[SUPPLIED PASSAGE start]

Lessons For The Judiciary From The Farm Laws Repeal Fiasco

Prime Minister Modi once again demonstrated his shock and awe style of leadership by announcing the repeal of the three Farm Laws on the 19th of this month. Ever since then, many articles have been published about the lessons to be drawn from this year-long tug of war and its predictable denouement. Lessons to be learnt by the government, the media, the Opposition parties, the trolls, the farmers, perhaps even by Greta Thunberg and Rihanna and most certainly by Kangana Runout. But I notice that one important participant in this tourney has been left out of the pedagogy- the higher judiciary. That is a grave omission, for it too has a lot to learn from this misadventure.

It appears to me that in this entire episode the judiciary has been following Mr. Narsimha Rao’s famous doctrine of “No decision is also a decision.” At least four petitions have been filed in the Supreme Court both against, and in favour of, the farm laws; their constitutional validity has been challenged. Even after one year the Court has not taken them up for substantive hearing and has simply stayed them: it has kept the Damocles sword hanging over the farmers, in the hands of an executive which cannot be trusted even to abide by a judicial order and has in the past overturned some by ordinances. The farm laws have joined a long list of important legislation which have been challenged but are kept in some form of the judicial mortuary for years, on ice and developing rigor mortis- CAA, Electoral Bonds, Article 370, Kashmir Reorganisation Act, Sedition laws. And with every day of delay in taking a decision on them, the democratic structure of this country becomes even weaker.

[SUPPLIED PASSAGE end]
[STORED DATA start]

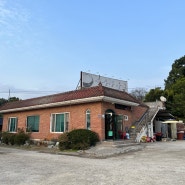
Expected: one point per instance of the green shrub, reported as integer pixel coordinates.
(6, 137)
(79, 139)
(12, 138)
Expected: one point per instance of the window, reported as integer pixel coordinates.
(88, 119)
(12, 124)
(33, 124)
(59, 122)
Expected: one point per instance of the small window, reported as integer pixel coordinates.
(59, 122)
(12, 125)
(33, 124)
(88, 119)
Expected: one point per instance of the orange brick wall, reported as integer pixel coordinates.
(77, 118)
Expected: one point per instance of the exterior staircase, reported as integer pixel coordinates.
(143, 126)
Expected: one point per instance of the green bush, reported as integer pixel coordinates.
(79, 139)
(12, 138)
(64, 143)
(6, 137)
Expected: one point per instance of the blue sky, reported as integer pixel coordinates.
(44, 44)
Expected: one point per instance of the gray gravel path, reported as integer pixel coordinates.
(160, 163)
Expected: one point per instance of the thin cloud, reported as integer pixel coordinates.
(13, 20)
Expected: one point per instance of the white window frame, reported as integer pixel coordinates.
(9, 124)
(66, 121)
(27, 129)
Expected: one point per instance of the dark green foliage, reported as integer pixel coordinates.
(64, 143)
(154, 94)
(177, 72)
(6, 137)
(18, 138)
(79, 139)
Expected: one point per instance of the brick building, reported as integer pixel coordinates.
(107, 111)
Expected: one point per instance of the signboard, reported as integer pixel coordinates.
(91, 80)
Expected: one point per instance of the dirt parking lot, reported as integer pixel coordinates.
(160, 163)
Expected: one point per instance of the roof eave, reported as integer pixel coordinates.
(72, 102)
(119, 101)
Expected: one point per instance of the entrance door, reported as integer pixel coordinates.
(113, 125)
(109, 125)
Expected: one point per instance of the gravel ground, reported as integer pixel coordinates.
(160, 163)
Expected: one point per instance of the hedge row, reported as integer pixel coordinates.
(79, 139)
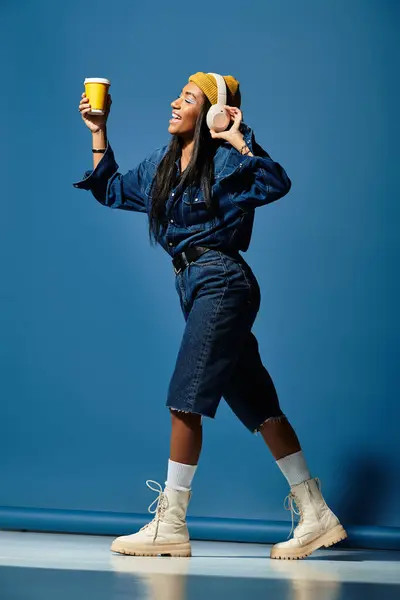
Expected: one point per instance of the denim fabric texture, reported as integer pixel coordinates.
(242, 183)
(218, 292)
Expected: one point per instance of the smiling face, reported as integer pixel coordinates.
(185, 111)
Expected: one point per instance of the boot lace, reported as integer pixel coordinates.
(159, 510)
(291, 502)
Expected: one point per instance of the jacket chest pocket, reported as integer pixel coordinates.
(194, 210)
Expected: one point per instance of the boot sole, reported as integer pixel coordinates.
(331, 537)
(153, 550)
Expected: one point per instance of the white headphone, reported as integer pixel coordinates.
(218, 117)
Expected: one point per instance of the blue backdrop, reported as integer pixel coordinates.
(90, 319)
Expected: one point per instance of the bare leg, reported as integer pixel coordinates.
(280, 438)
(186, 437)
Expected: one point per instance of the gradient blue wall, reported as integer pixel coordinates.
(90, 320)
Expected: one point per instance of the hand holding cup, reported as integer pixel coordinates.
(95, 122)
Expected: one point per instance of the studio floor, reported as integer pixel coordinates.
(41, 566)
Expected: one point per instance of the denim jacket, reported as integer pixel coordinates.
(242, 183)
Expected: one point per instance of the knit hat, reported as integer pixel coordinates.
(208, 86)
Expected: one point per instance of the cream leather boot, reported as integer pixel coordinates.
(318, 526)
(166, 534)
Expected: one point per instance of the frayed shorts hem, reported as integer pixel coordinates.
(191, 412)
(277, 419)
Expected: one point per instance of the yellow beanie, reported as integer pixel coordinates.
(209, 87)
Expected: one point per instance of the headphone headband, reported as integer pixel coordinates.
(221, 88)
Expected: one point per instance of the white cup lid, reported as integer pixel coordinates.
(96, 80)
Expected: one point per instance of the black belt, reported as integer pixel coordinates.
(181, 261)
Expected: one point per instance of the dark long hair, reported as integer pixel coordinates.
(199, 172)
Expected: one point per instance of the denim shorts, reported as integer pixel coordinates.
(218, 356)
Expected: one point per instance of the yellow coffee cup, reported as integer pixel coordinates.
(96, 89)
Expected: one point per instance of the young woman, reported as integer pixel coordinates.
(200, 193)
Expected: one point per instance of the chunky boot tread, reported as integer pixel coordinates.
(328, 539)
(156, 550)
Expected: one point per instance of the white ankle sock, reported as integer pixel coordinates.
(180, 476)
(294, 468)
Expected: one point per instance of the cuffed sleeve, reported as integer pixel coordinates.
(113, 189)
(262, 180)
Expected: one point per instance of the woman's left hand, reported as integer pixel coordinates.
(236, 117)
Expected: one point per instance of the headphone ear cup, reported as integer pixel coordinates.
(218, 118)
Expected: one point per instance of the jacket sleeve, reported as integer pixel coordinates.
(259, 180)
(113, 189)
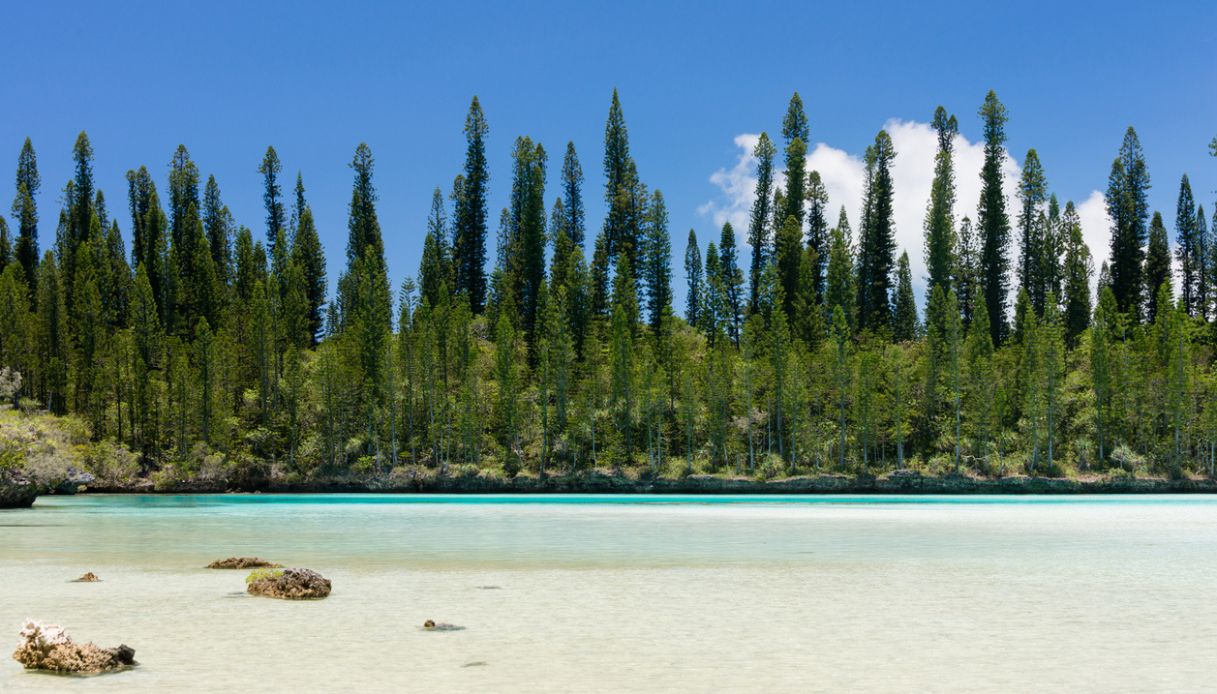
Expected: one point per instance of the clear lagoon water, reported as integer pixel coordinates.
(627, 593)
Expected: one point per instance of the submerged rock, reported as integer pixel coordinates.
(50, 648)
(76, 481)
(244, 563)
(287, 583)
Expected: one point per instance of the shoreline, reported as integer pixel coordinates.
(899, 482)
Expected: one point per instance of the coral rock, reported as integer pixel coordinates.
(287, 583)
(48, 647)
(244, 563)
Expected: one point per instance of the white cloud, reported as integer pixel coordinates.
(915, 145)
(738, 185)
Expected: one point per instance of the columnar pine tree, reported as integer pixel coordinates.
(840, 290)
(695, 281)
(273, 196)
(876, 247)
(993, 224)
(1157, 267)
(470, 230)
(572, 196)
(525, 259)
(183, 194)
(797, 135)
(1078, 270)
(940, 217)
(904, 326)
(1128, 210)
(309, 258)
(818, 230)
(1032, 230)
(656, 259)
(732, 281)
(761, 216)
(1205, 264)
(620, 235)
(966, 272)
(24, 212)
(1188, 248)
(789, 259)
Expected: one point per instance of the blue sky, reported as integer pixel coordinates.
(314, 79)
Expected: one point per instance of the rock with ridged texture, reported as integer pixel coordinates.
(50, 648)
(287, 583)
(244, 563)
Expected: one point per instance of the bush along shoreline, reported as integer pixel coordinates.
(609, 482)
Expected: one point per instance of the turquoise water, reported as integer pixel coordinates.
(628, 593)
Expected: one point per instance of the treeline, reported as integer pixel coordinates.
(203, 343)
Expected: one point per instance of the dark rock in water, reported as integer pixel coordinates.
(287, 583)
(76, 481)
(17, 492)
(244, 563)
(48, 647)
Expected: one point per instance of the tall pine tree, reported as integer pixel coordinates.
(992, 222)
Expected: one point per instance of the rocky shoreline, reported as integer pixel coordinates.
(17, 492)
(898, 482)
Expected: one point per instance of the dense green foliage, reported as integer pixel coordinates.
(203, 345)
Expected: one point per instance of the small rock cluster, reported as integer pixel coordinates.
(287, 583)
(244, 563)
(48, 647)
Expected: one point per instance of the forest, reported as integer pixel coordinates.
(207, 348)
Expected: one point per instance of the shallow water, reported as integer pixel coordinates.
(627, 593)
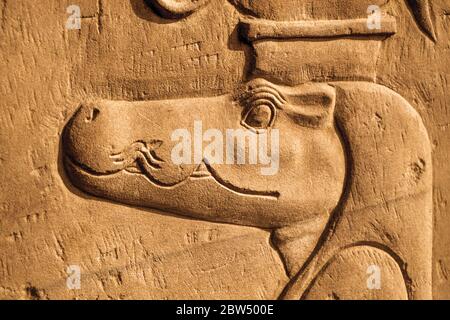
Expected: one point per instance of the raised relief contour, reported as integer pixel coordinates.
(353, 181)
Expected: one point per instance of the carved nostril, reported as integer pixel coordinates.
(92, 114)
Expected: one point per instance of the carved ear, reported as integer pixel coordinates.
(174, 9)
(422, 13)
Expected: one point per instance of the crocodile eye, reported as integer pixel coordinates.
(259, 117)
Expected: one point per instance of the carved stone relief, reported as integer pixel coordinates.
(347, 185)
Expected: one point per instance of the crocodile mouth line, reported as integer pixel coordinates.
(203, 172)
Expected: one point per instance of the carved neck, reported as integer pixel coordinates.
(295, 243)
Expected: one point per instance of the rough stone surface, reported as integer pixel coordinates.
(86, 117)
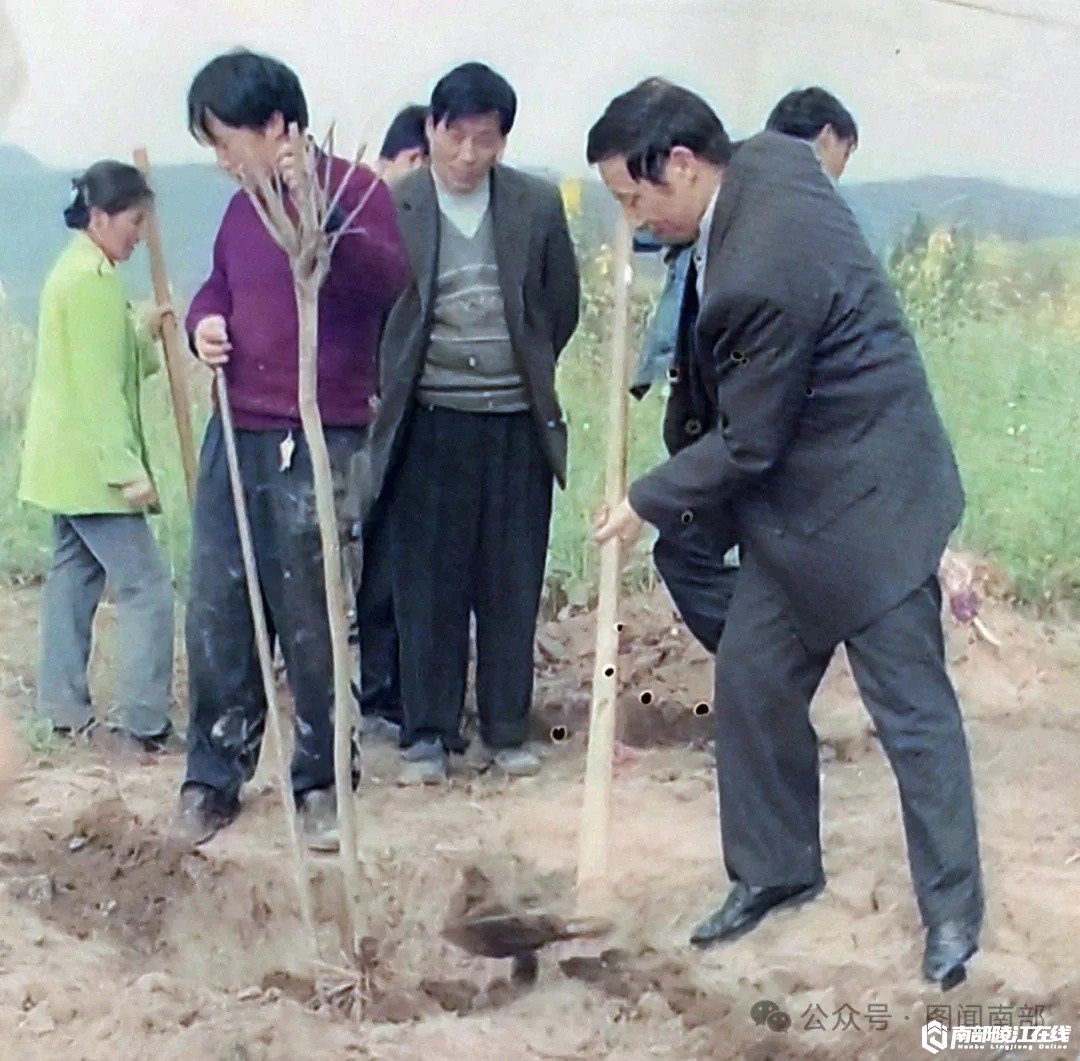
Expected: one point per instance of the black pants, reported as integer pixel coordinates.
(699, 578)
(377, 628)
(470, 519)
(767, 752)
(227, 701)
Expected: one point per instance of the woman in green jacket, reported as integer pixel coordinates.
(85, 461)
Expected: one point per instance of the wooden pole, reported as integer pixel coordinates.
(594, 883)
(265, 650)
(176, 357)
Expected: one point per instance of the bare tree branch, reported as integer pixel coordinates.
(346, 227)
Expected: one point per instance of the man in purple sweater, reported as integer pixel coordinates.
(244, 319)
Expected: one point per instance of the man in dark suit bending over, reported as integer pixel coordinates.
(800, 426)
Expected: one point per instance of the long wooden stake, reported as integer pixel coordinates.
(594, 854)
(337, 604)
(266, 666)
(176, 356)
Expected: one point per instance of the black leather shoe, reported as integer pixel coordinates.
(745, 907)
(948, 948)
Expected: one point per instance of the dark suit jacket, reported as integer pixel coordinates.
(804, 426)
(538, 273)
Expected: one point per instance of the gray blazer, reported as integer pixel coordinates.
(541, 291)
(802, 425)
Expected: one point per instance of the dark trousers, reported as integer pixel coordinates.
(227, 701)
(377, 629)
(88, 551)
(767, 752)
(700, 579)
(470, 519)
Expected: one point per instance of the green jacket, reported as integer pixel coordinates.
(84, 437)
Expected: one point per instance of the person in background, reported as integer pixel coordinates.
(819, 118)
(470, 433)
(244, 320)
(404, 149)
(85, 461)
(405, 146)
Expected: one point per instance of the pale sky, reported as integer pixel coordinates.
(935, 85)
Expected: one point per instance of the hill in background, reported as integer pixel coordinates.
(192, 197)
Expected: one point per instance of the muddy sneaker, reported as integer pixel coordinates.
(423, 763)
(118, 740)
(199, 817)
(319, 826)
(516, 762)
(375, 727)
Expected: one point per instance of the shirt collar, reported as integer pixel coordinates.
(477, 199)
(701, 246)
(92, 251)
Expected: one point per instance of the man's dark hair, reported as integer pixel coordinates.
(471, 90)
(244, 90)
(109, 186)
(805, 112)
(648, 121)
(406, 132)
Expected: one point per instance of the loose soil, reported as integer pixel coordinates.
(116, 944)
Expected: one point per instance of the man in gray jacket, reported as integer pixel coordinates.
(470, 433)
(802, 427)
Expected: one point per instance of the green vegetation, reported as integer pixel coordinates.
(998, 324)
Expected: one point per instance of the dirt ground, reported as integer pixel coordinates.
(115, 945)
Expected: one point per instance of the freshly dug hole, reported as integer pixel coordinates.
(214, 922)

[STORED DATA end]

## WORK INSTRUCTIONS
Set down the stretch of the farm laws piece from "Lessons For The" through "from this misadventure.", word for word.

## TASK OUTPUT
Lessons For The Judiciary From The Farm Laws Repeal Fiasco

Prime Minister Modi once again demonstrated his shock and awe style of leadership by announcing the repeal of the three Farm Laws on the 19th of this month. Ever since then, many articles have been published about the lessons to be drawn from this year-long tug of war and its predictable denouement. Lessons to be learnt by the government, the media, the Opposition parties, the trolls, the farmers, perhaps even by Greta Thunberg and Rihanna and most certainly by Kangana Runout. But I notice that one important participant in this tourney has been left out of the pedagogy- the higher judiciary. That is a grave omission, for it too has a lot to learn from this misadventure.